Records from a collection:
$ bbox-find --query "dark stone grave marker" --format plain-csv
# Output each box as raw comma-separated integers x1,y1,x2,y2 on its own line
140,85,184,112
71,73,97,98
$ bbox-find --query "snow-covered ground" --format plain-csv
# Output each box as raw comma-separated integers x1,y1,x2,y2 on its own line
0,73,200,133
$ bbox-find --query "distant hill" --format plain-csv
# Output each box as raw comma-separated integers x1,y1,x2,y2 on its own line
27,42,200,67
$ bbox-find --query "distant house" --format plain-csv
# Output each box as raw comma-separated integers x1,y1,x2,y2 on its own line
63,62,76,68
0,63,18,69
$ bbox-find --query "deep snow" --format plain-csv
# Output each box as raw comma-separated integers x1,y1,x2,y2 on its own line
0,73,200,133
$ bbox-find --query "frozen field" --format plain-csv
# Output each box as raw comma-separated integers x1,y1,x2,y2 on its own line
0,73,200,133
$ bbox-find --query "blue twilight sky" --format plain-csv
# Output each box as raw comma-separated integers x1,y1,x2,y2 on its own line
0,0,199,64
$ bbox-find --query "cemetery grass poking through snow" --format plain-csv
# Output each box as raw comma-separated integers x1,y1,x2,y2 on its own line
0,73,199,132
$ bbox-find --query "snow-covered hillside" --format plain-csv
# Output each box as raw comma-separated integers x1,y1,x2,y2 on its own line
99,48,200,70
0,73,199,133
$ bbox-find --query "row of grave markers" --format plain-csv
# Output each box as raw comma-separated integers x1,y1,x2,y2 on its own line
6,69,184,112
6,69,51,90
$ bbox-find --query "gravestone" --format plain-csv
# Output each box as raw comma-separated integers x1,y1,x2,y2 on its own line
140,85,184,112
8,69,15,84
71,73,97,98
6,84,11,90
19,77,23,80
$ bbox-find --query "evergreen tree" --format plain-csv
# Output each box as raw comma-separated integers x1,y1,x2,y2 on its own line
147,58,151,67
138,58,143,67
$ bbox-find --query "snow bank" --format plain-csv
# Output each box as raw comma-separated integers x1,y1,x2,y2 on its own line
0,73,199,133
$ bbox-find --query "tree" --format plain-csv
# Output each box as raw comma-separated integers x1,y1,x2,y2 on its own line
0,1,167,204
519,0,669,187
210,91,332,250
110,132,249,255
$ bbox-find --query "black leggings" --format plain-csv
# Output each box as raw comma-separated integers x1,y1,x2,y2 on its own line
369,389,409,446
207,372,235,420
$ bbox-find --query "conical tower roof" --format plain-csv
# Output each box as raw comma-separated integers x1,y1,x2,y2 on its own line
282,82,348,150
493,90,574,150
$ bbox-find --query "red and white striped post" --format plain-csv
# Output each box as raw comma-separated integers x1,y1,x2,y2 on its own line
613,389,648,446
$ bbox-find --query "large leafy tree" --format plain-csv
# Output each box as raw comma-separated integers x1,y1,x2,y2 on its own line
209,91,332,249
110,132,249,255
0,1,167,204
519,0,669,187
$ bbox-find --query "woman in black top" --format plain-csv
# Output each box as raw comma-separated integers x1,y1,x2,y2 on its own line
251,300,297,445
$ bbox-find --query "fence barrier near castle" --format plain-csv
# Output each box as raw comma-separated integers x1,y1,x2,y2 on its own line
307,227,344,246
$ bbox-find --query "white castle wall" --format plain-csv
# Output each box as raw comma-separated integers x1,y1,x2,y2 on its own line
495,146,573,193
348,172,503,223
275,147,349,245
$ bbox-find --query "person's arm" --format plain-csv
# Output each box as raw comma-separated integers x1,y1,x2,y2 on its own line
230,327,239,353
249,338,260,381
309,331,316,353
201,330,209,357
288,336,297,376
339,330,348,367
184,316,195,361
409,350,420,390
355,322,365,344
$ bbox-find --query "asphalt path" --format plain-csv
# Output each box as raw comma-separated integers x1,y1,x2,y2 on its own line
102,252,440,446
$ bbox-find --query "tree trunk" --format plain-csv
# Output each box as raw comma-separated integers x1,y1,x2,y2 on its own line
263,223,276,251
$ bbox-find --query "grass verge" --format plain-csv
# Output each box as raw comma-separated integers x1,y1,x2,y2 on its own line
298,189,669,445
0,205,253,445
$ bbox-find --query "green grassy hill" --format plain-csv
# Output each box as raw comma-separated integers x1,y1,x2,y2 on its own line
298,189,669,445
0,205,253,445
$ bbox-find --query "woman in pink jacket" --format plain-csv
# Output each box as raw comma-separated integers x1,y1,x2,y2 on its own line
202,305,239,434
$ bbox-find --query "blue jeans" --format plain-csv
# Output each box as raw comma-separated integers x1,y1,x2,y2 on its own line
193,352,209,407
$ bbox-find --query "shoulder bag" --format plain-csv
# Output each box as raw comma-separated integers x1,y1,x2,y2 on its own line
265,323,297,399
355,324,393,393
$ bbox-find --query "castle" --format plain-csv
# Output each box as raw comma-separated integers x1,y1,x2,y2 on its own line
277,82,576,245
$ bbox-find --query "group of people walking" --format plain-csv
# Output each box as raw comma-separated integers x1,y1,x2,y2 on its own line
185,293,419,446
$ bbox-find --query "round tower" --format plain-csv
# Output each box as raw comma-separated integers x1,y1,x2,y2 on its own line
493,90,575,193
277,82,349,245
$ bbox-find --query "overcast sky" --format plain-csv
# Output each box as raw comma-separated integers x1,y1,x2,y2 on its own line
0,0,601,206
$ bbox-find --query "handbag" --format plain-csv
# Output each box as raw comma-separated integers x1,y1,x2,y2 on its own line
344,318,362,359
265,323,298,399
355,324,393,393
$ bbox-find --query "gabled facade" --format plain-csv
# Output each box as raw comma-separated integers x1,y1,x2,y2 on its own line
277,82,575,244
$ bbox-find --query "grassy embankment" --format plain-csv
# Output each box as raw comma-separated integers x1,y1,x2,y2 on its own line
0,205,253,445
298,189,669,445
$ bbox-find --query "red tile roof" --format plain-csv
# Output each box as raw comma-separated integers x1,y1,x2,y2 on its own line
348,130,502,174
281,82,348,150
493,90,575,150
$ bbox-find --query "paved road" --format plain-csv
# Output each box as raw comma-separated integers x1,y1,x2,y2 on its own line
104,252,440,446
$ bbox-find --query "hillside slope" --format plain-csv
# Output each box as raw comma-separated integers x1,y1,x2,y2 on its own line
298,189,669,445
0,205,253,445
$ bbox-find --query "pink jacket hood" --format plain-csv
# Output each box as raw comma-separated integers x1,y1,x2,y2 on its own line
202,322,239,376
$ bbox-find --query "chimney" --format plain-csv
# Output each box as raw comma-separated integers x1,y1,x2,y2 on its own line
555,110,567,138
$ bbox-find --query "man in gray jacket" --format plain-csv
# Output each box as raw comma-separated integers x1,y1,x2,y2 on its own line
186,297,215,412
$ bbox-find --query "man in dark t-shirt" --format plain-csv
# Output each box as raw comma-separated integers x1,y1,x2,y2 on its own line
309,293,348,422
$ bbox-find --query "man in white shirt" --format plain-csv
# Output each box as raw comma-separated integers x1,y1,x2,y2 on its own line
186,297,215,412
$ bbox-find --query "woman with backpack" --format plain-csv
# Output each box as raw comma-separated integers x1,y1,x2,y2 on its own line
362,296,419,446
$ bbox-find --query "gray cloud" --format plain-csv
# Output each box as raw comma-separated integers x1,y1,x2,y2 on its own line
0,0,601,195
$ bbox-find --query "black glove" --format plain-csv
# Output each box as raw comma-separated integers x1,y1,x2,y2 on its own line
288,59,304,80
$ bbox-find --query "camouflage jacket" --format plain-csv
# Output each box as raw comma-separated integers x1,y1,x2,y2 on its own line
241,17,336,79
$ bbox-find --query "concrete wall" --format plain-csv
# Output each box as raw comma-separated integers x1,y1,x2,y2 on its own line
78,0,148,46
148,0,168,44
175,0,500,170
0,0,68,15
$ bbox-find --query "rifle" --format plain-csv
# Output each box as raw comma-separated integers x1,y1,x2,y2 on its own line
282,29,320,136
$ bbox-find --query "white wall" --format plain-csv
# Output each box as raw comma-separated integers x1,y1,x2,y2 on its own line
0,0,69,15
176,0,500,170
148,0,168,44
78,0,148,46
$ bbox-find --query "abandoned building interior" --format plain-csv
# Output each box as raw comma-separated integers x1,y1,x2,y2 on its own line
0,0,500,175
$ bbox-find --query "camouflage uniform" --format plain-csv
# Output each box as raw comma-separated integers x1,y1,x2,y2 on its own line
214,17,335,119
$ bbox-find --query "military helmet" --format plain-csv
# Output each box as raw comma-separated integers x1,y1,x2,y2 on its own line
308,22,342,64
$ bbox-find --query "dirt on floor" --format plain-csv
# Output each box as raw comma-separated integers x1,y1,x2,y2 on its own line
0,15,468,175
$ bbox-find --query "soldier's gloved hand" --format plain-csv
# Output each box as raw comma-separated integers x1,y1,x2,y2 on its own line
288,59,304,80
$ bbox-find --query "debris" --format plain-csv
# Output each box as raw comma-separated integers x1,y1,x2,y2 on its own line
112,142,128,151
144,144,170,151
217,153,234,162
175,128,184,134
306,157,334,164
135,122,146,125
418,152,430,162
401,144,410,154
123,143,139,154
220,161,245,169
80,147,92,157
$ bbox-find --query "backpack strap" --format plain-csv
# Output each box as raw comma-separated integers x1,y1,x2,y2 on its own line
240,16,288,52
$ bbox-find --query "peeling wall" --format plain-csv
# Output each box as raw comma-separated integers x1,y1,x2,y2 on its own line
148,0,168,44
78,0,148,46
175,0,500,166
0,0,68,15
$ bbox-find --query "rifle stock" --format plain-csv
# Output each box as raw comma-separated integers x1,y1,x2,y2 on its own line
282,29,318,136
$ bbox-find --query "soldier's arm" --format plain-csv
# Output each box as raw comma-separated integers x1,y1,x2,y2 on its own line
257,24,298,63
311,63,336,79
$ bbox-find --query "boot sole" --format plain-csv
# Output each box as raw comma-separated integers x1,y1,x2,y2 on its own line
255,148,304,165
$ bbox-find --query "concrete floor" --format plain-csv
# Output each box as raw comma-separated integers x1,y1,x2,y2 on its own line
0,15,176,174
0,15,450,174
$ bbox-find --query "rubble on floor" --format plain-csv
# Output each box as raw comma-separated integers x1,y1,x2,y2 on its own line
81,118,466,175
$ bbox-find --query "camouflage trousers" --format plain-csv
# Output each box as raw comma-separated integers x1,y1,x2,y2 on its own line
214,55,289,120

What the exercise asks
Turn the data into a Markdown table with the columns No. and Line, starting at the first line and ending after the line that contains "27,42,200,67". Leave out any blank lines.

Complete output
| No. | Line |
|---|---|
| 1 | $ bbox-find --query "dark stone grave marker" --format plain-csv |
| 2 | # Output each box as raw comma-separated integers x1,y1,x2,y2 on its own line |
| 3 | 140,85,184,112 |
| 4 | 71,73,97,98 |
| 5 | $ bbox-find --query "snow-covered ground" --format plain-csv |
| 6 | # Output each box as raw comma-separated integers x1,y1,x2,y2 on its own line |
| 7 | 0,73,200,133 |
| 8 | $ bbox-find --query "distant hill" --format plain-csv |
| 9 | # Output each box as raw comma-separated integers x1,y1,x2,y2 on its own line |
| 10 | 27,42,200,67 |